### Given exercise
Show each line below that contains the string "shirt". The match is case-sensitive.

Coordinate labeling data
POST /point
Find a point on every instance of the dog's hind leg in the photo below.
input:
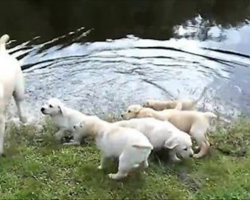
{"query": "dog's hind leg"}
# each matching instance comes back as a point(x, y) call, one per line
point(198, 133)
point(18, 95)
point(2, 133)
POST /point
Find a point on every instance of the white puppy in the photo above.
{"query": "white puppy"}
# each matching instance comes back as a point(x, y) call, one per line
point(63, 117)
point(194, 123)
point(162, 134)
point(129, 145)
point(11, 84)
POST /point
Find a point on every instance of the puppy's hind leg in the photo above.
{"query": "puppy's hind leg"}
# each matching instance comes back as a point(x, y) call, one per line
point(19, 98)
point(198, 133)
point(2, 133)
point(123, 168)
point(76, 140)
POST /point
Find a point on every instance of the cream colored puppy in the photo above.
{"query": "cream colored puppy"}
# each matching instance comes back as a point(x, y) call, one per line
point(193, 122)
point(11, 84)
point(64, 118)
point(129, 145)
point(162, 134)
point(162, 105)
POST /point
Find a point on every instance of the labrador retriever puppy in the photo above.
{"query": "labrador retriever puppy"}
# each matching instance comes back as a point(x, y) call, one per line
point(11, 84)
point(162, 105)
point(63, 117)
point(129, 145)
point(193, 122)
point(162, 134)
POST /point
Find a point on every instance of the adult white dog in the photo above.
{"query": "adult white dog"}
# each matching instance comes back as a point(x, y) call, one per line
point(162, 134)
point(129, 145)
point(64, 118)
point(11, 84)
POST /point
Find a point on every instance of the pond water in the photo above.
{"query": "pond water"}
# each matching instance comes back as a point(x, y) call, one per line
point(100, 56)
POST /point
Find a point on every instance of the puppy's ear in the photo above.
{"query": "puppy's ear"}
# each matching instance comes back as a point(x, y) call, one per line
point(62, 109)
point(171, 143)
point(138, 109)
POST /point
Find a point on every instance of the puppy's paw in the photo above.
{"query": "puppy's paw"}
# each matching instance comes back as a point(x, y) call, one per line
point(197, 156)
point(24, 120)
point(100, 167)
point(113, 176)
point(71, 143)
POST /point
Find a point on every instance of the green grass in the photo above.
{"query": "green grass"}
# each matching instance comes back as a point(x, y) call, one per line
point(35, 167)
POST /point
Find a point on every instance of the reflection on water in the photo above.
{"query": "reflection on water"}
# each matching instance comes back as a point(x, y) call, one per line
point(100, 56)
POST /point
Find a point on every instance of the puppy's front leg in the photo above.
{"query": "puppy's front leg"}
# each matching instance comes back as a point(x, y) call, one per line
point(103, 163)
point(173, 157)
point(59, 135)
point(204, 148)
point(2, 133)
point(76, 140)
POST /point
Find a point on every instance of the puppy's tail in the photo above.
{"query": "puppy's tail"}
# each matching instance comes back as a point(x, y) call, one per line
point(210, 115)
point(143, 146)
point(3, 40)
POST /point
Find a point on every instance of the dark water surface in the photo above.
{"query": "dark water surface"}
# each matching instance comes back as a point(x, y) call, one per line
point(101, 55)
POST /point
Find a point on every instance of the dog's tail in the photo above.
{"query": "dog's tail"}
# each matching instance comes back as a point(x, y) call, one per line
point(210, 115)
point(201, 95)
point(143, 146)
point(1, 91)
point(3, 40)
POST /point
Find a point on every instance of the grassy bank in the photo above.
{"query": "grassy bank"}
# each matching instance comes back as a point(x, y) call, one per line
point(37, 168)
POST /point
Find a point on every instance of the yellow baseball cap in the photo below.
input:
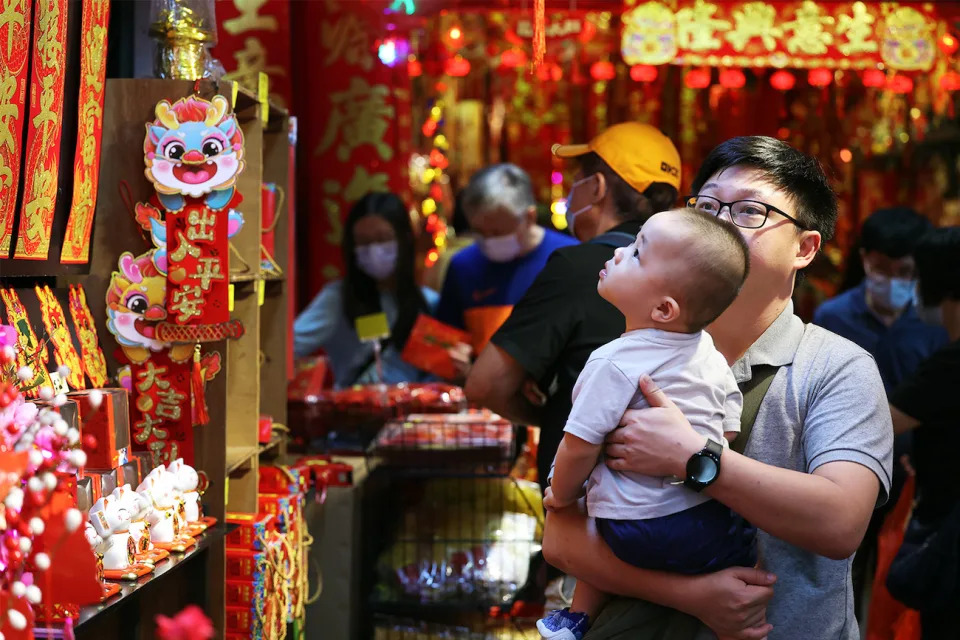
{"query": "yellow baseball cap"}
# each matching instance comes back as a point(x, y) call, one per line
point(638, 152)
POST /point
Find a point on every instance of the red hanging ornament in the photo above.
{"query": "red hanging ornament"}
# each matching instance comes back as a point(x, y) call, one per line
point(513, 58)
point(782, 80)
point(900, 84)
point(457, 67)
point(950, 81)
point(819, 77)
point(697, 79)
point(948, 44)
point(732, 79)
point(874, 78)
point(539, 32)
point(549, 71)
point(643, 73)
point(603, 70)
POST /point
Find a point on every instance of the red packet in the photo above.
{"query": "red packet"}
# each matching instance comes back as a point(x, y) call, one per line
point(428, 344)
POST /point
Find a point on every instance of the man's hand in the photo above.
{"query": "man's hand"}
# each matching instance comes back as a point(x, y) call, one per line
point(550, 502)
point(657, 441)
point(462, 356)
point(733, 602)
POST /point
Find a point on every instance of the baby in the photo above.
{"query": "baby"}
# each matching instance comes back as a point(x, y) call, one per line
point(684, 269)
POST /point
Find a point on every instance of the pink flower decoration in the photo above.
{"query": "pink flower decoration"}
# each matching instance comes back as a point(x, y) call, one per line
point(8, 336)
point(189, 624)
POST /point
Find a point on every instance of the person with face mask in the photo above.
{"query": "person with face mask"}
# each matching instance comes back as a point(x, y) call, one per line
point(625, 175)
point(486, 279)
point(880, 316)
point(378, 250)
point(925, 573)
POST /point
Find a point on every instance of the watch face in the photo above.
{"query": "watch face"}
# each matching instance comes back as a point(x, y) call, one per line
point(702, 469)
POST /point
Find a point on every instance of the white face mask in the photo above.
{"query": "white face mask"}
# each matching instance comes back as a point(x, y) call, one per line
point(572, 215)
point(378, 260)
point(501, 248)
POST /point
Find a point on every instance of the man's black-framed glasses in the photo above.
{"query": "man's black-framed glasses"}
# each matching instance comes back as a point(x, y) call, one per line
point(748, 214)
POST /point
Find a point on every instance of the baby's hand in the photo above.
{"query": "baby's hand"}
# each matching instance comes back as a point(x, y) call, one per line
point(550, 503)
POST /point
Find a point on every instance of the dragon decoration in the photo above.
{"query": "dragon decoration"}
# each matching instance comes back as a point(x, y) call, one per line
point(164, 303)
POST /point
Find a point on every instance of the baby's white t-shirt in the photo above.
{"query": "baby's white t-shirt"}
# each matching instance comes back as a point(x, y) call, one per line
point(691, 372)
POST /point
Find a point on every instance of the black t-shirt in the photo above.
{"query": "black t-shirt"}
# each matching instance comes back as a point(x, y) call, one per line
point(932, 396)
point(557, 325)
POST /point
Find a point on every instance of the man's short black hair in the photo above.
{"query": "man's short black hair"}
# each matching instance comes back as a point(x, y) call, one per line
point(938, 265)
point(629, 203)
point(717, 261)
point(893, 232)
point(800, 176)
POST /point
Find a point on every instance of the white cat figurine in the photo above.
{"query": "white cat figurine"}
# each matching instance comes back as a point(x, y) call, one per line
point(158, 489)
point(110, 518)
point(186, 482)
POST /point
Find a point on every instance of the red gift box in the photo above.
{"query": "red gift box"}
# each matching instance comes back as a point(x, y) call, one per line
point(428, 345)
point(243, 564)
point(109, 424)
point(251, 531)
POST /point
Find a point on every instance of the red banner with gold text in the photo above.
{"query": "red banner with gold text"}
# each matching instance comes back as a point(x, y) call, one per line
point(14, 52)
point(160, 409)
point(253, 36)
point(197, 287)
point(43, 138)
point(353, 141)
point(86, 166)
point(835, 35)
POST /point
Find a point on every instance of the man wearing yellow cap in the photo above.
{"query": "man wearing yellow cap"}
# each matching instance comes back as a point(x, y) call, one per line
point(626, 174)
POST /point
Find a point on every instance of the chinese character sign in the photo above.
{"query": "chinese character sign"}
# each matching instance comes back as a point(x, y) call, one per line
point(14, 51)
point(194, 152)
point(86, 164)
point(254, 37)
point(835, 35)
point(43, 139)
point(355, 138)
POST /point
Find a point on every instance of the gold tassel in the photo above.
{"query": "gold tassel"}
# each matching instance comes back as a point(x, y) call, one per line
point(539, 33)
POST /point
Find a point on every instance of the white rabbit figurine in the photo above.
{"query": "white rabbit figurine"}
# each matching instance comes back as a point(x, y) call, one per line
point(186, 481)
point(158, 489)
point(110, 518)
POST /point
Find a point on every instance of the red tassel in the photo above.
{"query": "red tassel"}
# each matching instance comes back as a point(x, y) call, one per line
point(198, 397)
point(539, 33)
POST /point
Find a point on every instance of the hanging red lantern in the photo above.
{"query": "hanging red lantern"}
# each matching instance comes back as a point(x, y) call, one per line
point(438, 160)
point(874, 78)
point(819, 77)
point(697, 79)
point(457, 67)
point(643, 73)
point(782, 80)
point(732, 79)
point(900, 84)
point(549, 71)
point(950, 81)
point(429, 128)
point(513, 58)
point(948, 44)
point(603, 70)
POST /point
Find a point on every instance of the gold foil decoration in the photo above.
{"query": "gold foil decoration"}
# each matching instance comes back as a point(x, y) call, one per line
point(184, 31)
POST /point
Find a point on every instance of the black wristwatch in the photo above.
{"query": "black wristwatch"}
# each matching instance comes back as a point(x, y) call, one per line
point(703, 467)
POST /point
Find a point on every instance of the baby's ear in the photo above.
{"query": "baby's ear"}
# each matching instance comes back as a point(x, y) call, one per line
point(667, 310)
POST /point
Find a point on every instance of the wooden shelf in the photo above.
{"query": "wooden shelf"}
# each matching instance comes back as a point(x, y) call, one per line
point(238, 457)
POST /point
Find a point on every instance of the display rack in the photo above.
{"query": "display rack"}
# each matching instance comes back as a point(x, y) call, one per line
point(253, 375)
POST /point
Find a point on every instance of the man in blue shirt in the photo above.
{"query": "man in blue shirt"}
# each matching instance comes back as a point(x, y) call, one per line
point(880, 316)
point(486, 279)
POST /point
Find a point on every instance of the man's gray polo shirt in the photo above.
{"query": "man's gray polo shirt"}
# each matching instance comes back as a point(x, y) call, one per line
point(826, 404)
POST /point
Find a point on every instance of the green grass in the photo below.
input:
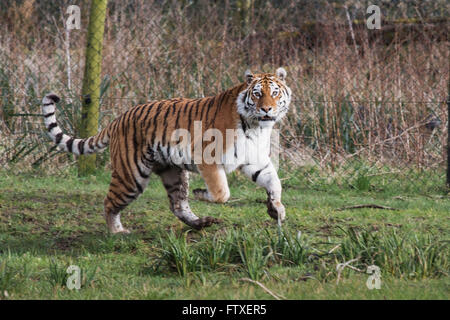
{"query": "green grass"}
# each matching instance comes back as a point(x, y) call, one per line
point(48, 223)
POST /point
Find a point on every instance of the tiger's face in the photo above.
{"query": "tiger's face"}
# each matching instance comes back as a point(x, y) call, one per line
point(266, 99)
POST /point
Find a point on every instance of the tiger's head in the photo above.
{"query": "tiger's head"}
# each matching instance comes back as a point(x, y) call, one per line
point(266, 99)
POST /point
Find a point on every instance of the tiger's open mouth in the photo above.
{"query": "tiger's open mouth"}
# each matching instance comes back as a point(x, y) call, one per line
point(266, 118)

### Expected answer
Find a point on every instance of the baby's white t-shirt in the photo above.
{"query": "baby's white t-shirt"}
Find a point on every instance of the black t-shirt in the photo above.
{"query": "black t-shirt"}
Find a point on every instance of the man in blue shirt in the photo above.
{"query": "man in blue shirt"}
Find a point on every instance of the man's gray polo shirt in the photo above.
{"query": "man's gray polo shirt"}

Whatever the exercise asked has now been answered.